Excerpts from segmentation records
+--
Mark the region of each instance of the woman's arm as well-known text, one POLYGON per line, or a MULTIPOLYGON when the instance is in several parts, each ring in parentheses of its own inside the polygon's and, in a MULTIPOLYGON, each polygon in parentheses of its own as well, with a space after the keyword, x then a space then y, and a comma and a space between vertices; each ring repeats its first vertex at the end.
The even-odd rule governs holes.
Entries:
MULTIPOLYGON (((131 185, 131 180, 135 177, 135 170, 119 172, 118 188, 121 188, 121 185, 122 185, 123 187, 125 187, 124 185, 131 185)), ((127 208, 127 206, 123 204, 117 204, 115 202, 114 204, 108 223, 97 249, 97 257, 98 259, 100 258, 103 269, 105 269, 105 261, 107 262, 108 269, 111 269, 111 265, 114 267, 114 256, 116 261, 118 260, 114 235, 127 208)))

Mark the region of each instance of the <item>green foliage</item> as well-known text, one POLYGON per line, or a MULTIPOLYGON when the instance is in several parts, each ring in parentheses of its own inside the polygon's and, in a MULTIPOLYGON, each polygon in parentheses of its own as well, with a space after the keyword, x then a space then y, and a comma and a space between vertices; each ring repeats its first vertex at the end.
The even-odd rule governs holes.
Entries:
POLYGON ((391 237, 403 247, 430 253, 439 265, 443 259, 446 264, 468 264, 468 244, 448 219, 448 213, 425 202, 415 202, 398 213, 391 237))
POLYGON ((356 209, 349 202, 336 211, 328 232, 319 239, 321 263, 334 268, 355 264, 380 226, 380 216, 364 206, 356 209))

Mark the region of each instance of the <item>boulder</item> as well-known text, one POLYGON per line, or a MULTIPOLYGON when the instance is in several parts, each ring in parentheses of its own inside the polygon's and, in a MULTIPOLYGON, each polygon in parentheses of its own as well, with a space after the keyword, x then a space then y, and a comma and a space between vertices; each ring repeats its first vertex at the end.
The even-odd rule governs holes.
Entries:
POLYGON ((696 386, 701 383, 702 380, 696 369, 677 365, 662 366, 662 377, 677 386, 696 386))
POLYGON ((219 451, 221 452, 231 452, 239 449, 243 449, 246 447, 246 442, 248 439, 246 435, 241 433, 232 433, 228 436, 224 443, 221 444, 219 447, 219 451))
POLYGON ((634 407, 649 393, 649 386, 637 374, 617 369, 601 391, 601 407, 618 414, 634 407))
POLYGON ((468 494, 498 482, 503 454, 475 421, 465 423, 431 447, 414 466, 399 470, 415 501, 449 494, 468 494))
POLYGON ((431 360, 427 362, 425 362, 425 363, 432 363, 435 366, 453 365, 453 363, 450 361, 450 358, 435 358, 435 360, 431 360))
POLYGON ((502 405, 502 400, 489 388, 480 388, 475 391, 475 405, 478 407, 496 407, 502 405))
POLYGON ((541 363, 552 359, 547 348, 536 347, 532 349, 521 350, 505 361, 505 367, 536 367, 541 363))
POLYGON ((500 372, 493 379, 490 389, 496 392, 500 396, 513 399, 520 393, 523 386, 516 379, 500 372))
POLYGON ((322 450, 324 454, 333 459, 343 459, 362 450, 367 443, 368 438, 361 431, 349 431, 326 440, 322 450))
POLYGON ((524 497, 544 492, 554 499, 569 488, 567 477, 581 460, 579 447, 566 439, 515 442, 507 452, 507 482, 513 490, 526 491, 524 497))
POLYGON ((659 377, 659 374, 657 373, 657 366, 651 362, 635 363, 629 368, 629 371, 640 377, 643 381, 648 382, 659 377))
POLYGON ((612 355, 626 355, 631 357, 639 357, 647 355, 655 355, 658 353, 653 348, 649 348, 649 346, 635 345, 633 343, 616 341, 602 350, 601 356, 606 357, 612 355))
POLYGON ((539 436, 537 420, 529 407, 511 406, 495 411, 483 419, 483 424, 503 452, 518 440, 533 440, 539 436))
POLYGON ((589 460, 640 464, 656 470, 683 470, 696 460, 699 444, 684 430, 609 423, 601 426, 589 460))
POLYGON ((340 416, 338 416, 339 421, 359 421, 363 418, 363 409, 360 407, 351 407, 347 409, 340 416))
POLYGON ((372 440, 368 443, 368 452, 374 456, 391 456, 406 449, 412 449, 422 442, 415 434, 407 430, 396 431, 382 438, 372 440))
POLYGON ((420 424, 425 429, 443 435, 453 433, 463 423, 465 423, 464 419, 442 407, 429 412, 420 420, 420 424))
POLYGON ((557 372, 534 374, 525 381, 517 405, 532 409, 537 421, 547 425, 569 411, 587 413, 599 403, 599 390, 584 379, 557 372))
+--
### Aim of the exercise
Starting at the line that contains "Mark the region of each instance of the <item>green" and ending with the line that contains "POLYGON ((391 237, 403", rewrite those lines of the records with every vertex coordinate in the answers multiplied by 1.6 and rounded to a whole number, halves rounded up. Reproduce the request lines unchanged and give back only these lines.

### Result of the exercise
Mark the region of each instance of the <item>green foliage</item> as well-known text, one POLYGON per line, or a MULTIPOLYGON when the instance is in several parts, each ring in parentheses of its own inside the polygon's and, in a MULTIPOLYGON, each polygon in parentheses of its own as well, with a space after the keyword, x then a space then y, and a comma and a space between vertices; each ring repeats its first vertex at the end.
The even-odd rule governs holes.
Entries:
POLYGON ((626 379, 645 395, 688 405, 702 424, 709 414, 714 422, 749 422, 749 390, 717 350, 717 341, 680 323, 664 323, 637 341, 626 379))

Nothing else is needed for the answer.